**Description of the task**
Return every line below exactly as written.

**Records drawn from a dataset**

━━━━━━━━━━━━━━━━━━━━━━━━━━━━━━

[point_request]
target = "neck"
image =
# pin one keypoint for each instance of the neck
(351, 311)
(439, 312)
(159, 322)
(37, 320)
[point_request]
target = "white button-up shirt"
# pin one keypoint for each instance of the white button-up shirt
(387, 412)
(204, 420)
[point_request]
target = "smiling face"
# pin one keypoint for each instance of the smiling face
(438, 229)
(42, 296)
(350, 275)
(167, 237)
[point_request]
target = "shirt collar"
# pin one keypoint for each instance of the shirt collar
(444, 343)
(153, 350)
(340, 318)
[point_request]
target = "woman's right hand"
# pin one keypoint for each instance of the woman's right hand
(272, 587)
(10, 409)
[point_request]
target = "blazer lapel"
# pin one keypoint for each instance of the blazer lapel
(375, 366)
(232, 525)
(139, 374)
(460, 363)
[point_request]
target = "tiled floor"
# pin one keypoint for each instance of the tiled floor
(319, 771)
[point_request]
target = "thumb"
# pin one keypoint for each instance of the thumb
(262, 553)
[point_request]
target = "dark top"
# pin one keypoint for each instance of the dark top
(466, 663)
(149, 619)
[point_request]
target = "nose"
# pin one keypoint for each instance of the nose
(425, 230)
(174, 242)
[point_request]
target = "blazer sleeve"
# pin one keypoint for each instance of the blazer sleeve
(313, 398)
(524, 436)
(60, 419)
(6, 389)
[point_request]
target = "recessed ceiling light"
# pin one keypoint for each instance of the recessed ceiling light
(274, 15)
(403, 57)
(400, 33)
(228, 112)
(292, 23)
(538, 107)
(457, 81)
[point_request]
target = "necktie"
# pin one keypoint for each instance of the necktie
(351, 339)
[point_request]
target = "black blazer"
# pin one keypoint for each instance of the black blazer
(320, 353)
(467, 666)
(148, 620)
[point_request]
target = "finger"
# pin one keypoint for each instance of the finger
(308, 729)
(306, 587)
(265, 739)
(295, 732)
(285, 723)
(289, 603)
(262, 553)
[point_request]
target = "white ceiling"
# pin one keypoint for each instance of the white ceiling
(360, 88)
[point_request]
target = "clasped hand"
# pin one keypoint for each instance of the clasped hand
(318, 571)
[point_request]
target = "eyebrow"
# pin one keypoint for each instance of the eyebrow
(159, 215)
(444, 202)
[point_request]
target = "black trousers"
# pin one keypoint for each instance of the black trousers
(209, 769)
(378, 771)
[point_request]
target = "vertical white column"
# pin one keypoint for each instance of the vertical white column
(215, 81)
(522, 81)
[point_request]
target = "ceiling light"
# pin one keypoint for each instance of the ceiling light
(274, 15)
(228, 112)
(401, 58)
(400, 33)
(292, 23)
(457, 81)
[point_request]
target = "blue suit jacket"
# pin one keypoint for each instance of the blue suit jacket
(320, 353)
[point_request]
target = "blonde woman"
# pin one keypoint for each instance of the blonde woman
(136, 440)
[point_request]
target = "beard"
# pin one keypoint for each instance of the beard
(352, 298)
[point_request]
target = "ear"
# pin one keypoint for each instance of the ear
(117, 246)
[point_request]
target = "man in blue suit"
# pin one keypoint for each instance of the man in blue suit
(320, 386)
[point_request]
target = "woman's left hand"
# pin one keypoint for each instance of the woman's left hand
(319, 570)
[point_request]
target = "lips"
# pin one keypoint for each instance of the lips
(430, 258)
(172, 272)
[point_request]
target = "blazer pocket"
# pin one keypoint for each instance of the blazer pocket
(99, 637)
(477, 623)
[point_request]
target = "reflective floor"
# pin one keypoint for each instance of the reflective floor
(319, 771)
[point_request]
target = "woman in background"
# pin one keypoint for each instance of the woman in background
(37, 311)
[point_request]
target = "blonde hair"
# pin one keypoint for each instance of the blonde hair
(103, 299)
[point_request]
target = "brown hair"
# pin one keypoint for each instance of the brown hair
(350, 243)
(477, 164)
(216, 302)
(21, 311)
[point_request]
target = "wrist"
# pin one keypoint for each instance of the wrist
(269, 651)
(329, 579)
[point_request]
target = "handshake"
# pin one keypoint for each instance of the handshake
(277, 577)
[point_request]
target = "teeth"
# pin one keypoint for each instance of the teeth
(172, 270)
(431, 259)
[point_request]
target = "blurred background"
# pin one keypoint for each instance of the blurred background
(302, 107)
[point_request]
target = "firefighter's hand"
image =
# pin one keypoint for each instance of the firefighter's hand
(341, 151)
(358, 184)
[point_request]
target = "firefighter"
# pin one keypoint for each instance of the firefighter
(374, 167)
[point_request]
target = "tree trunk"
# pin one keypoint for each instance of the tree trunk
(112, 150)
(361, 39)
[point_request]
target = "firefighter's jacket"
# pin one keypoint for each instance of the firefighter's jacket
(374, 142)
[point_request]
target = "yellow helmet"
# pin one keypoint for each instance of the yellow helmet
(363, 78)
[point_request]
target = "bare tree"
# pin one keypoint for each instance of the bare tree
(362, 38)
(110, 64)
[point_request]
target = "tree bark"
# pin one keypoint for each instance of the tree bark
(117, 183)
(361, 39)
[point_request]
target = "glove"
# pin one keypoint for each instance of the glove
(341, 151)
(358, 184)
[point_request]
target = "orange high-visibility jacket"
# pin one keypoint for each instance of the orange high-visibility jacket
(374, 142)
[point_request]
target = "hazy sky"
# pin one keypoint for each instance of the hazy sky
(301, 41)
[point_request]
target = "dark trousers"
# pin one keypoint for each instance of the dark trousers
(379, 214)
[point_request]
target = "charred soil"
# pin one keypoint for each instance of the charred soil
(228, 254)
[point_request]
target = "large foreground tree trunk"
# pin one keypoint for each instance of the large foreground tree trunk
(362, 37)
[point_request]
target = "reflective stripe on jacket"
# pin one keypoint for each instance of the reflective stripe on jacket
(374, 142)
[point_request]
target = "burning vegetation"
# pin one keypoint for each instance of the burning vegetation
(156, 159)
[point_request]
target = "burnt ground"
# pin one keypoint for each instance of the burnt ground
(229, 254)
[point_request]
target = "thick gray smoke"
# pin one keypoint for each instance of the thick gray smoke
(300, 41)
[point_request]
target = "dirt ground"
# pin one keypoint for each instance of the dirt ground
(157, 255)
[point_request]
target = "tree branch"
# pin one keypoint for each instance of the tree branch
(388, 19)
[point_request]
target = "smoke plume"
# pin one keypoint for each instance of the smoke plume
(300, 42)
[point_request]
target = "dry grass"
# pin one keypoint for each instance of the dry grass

━━━━━━━━━━━━━━━━━━━━━━━━━━━━━━

**Response area**
[point_request]
target = "neck"
image =
# pin one keypoint for each instance of the neck
(351, 311)
(439, 312)
(159, 322)
(37, 320)
[point_request]
target = "white button-up shirt"
# pin one keypoint for each instance of the white button-up shirt
(387, 412)
(204, 420)
[point_request]
target = "smiling face"
# pin one keypoint for each instance of the smiling face
(438, 229)
(42, 296)
(350, 275)
(167, 237)
[point_request]
target = "shirt collar"
# pin one keypoint for each instance of the shirt collar
(444, 343)
(153, 350)
(340, 318)
[point_request]
target = "woman's right hand"
# pin one keypoint for each instance of the woman's right hand
(272, 587)
(10, 409)
[point_request]
target = "blazer lapel"
# pin one keypoint for each instance of the blazer lapel
(375, 366)
(232, 525)
(139, 374)
(460, 363)
[point_request]
target = "tiled floor"
# pin one keypoint for each instance of the tiled floor
(319, 771)
[point_request]
target = "thumb"
# pin one keypoint for each instance of the thumb
(262, 553)
[point_request]
target = "dark top"
# pin one keypoint for each instance of the dark top
(466, 663)
(149, 619)
[point_request]
target = "nose"
# pin one keypoint for each instance of the nose
(425, 230)
(174, 242)
[point_request]
target = "blazer sleeve"
# pin one keypoint for each instance of the blazer sleeve
(313, 398)
(524, 436)
(60, 419)
(6, 389)
[point_request]
target = "recessed ceiling light"
# pin one keypoint for each instance of the recessed ceiling light
(274, 15)
(403, 57)
(400, 33)
(228, 112)
(292, 23)
(538, 107)
(457, 81)
[point_request]
target = "necktie"
# pin one keypoint for each instance of the necktie
(351, 339)
[point_request]
target = "black blazer"
# pin one keypoint for each instance of the black blazer
(320, 353)
(467, 666)
(148, 620)
[point_request]
target = "finger"
# pin one keypoint for each instance of the finger
(308, 729)
(306, 587)
(265, 739)
(295, 732)
(285, 723)
(289, 603)
(262, 553)
[point_request]
target = "white ceiling"
# pin one keypoint for each instance of the white ceiling
(360, 88)
[point_request]
target = "clasped hand"
# pin one keypoint for each instance of the clasped hand
(318, 571)
[point_request]
target = "eyebrow"
# pin one keypoint for each instance of the eyebrow
(159, 215)
(444, 202)
[point_request]
target = "black trousers"
# pin one keypoint for each instance of the black trousers
(209, 769)
(378, 771)
[point_request]
target = "vertical white column"
# pin one keypoint for each instance of the vertical white column
(215, 81)
(522, 81)
[point_request]
target = "ceiling light"
# pin one keypoint for each instance of the ceiling light
(274, 15)
(228, 112)
(401, 58)
(400, 33)
(292, 23)
(457, 81)
[point_request]
target = "blue suit jacket"
# pin one keypoint for each instance of the blue suit jacket
(320, 353)
[point_request]
target = "blonde woman"
# pin one keypoint for each instance of the blonde woman
(136, 440)
[point_request]
target = "beard"
# pin one keypoint for each instance of the beard
(352, 298)
[point_request]
target = "ear"
# pin one keypoint for each instance of the ear
(117, 246)
[point_request]
target = "man in blue suit"
# pin one keypoint for each instance of the man in blue suit
(320, 386)
[point_request]
target = "woman's left hand"
# pin one keypoint for each instance of the woman's left hand
(319, 570)
[point_request]
target = "lips"
# pin one keypoint for each instance of the lips
(430, 258)
(172, 272)
[point_request]
target = "blazer pocket"
# pin one keypoint for each instance of the blazer pocket
(99, 637)
(477, 623)
[point_request]
target = "reflective floor"
# pin one keypoint for each instance of the reflective floor
(319, 771)
[point_request]
target = "woman in background"
# pin one keypoint for each instance of the woman in background
(37, 311)
[point_request]
target = "blonde hair"
# pin one keypoint for each instance of the blonde hair
(103, 299)
[point_request]
target = "brown hair"
# pin one keypoint for each instance of the brown hair
(350, 243)
(477, 164)
(216, 302)
(21, 311)
[point_request]
target = "wrist"
# pin one keypoint for each instance of the wrist
(269, 651)
(329, 579)
[point_request]
target = "handshake"
# pin one keypoint for each instance of the handshake
(277, 577)
[point_request]
target = "teeth"
# pin one keypoint for each instance of the teeth
(172, 270)
(431, 259)
[point_request]
target = "blurred background"
# pin one keypoint for each instance of the blurred background
(302, 107)
[point_request]
target = "firefighter's hand"
image =
# pin one keypoint for each instance of the firefighter's hand
(341, 151)
(358, 184)
[point_request]
target = "firefighter"
# pin one keypoint for each instance of the firefighter
(374, 167)
[point_request]
target = "tree trunk"
# pin one keypoint for each instance of the tree trunk
(112, 150)
(361, 39)
[point_request]
target = "firefighter's jacket"
# pin one keypoint for each instance of the firefighter's jacket
(374, 142)
[point_request]
target = "yellow helmet"
# pin one keypoint for each instance of the yellow helmet
(363, 78)
[point_request]
target = "bare tree"
# pin one keypoint for each instance of the bare tree
(362, 38)
(110, 64)
[point_request]
target = "tree bark"
# pin one keypoint for each instance of the tree bark
(117, 183)
(361, 39)
[point_request]
target = "glove"
# pin one keypoint for each instance of the glove
(341, 151)
(358, 184)
[point_request]
target = "orange high-visibility jacket"
# pin one keypoint for each instance of the orange high-visibility jacket
(374, 142)
[point_request]
target = "hazy sky"
# pin one keypoint for each instance of the hazy sky
(301, 41)
[point_request]
target = "dark trousers"
# pin one keypoint for each instance of the dark trousers
(379, 214)
[point_request]
target = "charred soil"
# pin one keypoint for each instance of the charred soil
(228, 254)
[point_request]
target = "large foreground tree trunk"
# pin one keypoint for each instance of the large foreground tree trunk
(362, 37)
[point_request]
target = "reflective stripe on jacket"
# pin one keypoint for each instance of the reflective stripe on jacket
(374, 142)
[point_request]
target = "burning vegetation"
# pin one keypoint for each instance of the burning vegetation
(156, 159)
[point_request]
target = "burnt ground"
# pin one keypoint for each instance of the burnt ground
(229, 254)
[point_request]
target = "thick gray smoke"
# pin one keypoint for each instance of the thick gray smoke
(300, 41)
[point_request]
target = "dirt ground"
# pin one keypoint for each instance of the dirt ground
(157, 255)
[point_request]
target = "tree branch"
# pin one keypoint for each instance of the tree branch
(388, 19)
[point_request]
target = "smoke plume"
# pin one keypoint for each instance of the smoke plume
(300, 42)
[point_request]
target = "dry grass"
# pin one keypoint for each instance of the dry grass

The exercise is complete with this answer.